ACTIVITY:
Starting with the line that contains "Query: red gmc lettering", reproduce each line through the end of the entries exactly as written.

RECORDS TO USE:
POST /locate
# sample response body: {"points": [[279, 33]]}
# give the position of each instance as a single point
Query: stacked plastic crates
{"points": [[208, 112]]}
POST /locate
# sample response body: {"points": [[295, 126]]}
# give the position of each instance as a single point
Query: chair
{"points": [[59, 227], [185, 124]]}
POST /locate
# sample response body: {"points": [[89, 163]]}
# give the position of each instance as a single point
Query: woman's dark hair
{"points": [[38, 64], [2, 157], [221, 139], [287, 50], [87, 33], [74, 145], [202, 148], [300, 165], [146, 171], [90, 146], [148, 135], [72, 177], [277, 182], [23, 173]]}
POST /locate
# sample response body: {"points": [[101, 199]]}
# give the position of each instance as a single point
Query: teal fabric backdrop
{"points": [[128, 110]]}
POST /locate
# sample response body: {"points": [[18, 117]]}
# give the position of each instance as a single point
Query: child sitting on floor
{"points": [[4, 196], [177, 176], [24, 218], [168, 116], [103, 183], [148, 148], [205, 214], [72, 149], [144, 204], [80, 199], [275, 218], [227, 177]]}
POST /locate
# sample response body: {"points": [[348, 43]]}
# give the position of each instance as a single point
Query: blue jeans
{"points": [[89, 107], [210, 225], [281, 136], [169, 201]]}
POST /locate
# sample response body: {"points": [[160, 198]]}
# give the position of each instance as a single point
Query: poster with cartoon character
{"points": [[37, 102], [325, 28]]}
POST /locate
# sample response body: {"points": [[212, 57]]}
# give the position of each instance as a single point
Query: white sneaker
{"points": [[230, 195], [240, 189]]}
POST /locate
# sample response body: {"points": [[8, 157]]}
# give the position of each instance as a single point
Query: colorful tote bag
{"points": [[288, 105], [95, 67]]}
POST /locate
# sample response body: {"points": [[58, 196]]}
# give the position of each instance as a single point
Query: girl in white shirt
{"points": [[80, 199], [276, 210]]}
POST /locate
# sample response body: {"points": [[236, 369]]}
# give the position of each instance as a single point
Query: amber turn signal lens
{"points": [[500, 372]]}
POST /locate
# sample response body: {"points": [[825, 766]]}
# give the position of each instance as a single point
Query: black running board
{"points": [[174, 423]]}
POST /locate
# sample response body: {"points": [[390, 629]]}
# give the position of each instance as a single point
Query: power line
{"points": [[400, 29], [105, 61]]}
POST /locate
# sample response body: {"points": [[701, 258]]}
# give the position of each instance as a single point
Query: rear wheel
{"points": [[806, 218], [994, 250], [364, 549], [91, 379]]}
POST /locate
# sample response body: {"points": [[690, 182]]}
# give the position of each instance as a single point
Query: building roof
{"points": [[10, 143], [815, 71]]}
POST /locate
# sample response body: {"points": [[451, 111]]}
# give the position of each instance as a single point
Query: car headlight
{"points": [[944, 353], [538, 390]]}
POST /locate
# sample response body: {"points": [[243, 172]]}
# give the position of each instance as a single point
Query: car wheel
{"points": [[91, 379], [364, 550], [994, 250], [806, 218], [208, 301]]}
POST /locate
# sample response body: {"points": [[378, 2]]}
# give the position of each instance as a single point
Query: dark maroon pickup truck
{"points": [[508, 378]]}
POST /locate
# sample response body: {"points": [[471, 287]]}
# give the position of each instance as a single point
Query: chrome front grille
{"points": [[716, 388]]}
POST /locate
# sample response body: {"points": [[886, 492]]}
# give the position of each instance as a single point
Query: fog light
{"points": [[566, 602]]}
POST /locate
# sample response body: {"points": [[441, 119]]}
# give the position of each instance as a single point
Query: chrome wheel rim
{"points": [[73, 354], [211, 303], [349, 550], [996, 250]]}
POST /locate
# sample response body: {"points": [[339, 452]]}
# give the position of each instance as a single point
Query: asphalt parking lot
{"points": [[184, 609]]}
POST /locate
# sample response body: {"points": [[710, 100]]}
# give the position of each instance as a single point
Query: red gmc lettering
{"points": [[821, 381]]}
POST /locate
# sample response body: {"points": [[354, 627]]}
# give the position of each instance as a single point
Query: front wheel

SOLUTION:
Query: red gmc lettering
{"points": [[821, 381]]}
POST /locate
# sample response body: {"points": [[354, 627]]}
# give the position of each instance as a single point
Query: front wheel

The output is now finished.